#### Texte à lire ####
A Prague, les marchands ambulants se sont remis à vendre des statuettes du Golem, censé protéger contre les calamités, jadis contre l’antisémitisme.
14 juillet 2009
Tous les samedis, sur Union Square se retrouvent trois ou quatre habitués. Le cable car remonte la rue Powell dans un grincement bucolique, il longe le restaurant Michael Mina, deux étoiles au Michelin et caresse les anciens magasins Disney aux vitres couvertes de poussière. Le lieu n’a rien d’un square. Aux trois autres extrémités, il est délimité par la galerie Weinstein qui vend des toiles de Marc Chagall, par Neiman Marcus, une sorte de Faubourg Saint Honoré vertical, et la Nike Town. La place ne s’appelle pas Union Square parce que tout le monde s’y rassemble pour mendier ou consommer ; mais parce que pendant la guerre de Sécession, c’était le point de ralliement des partisans de Lincoln. Une colonne corinthienne s’élève au centre du rectangle en ciment tiré à quatre cœurs. Elle fut érigée en l’honneur du général Dewey qui coula tant de navires pendant la Guerre Hispano-Américaine de 1898 que l’Espagne perdit d’abord les Philippines puis Cuba. La Victoire verte ailée avec son trident a été fondue à l’effigie d’une héritière du sucre et inaugurée par Roosevelt, Théodore, celui qui a donné son nom à un ours en peluche. Elle marche vers Tiffany‘s et tourne le dos à Macy’s, sur le boulevard de Geary, là où chaque semaine s’installent les 4 amis.
Entre les distributeurs à la criée de l’Examiner et le stand de bretzels, avec les mendiants attrape-touriste en retrait, ils déplient leurs chaises, disposent des livres en terrasse sur la petite table de camping. Les gens se pressent sur le trottoir, les bras chargés de sacs en papier aux couleurs rieuses. Est-ce les dents blanches de la dame, les ouvrages de science-fiction ou la pancarte qui dit « tests de stress gratuits » ? Quelqu’un s’est assis. Il est pâle, cause ou conséquence de cette aiguille qui vire au rouge.
#### Données ####
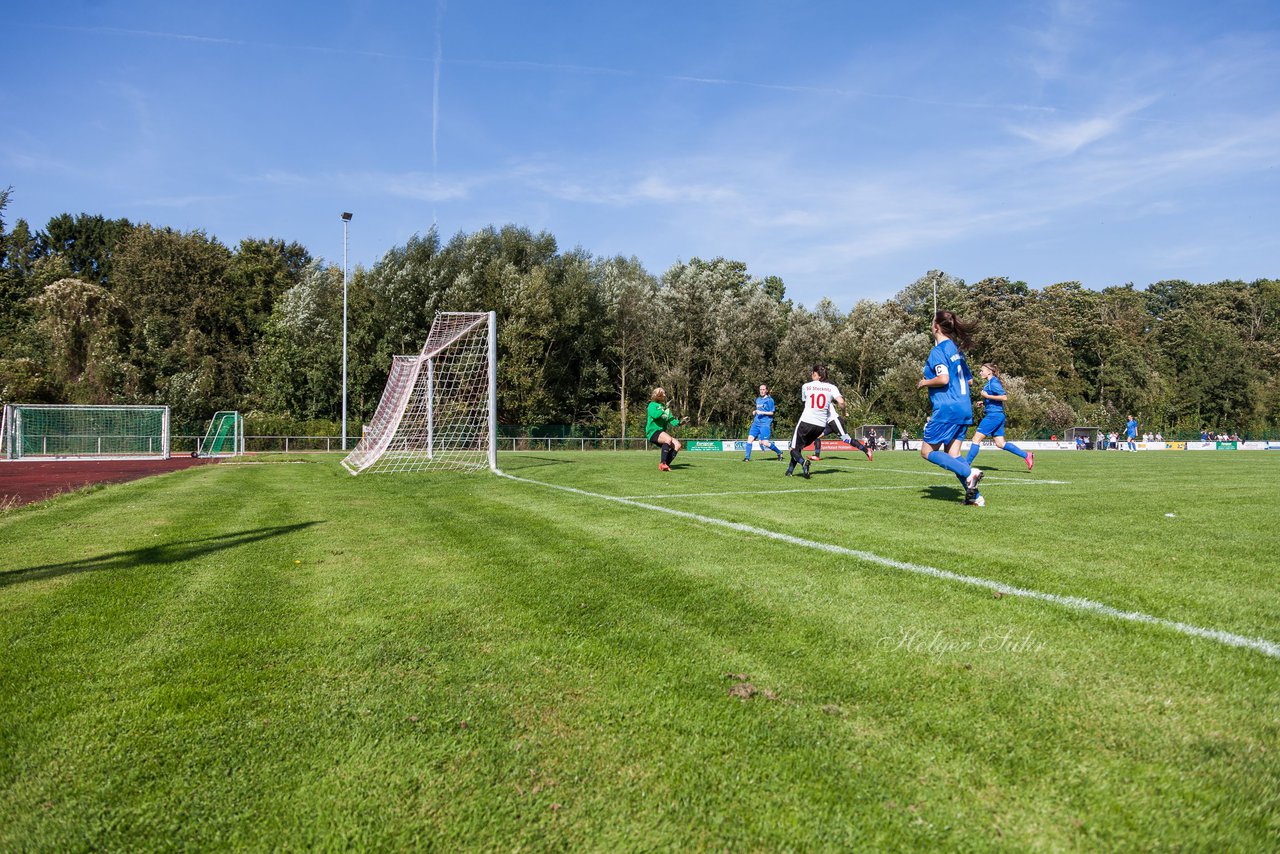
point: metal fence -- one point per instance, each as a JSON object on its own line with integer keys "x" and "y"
####
À faire -
1. D'après le texte sur Union Square, pourquoi la place porte-t-elle ce nom ?
2. Recopiez le passage du texte sur Union Square qui commence par « Entre les distributeurs » et se poursuit jusqu'à « vire au rouge. ».

Corrigé -
1. Pendant la guerre de Sécession, c'était le point de ralliement des partisans de Lincoln.

2.
Entre les distributeurs à la criée de l’Examiner et le stand de bretzels, avec les mendiants attrape-touriste en retrait, ils déplient leurs chaises, disposent des livres en terrasse sur la petite table de camping. Les gens se pressent sur le trottoir, les bras chargés de sacs en papier aux couleurs rieuses. Est-ce les dents blanches de la dame, les ouvrages de science-fiction ou la pancarte qui dit « tests de stress gratuits » ? Quelqu’un s’est assis. Il est pâle, cause ou conséquence de cette aiguille qui vire au rouge.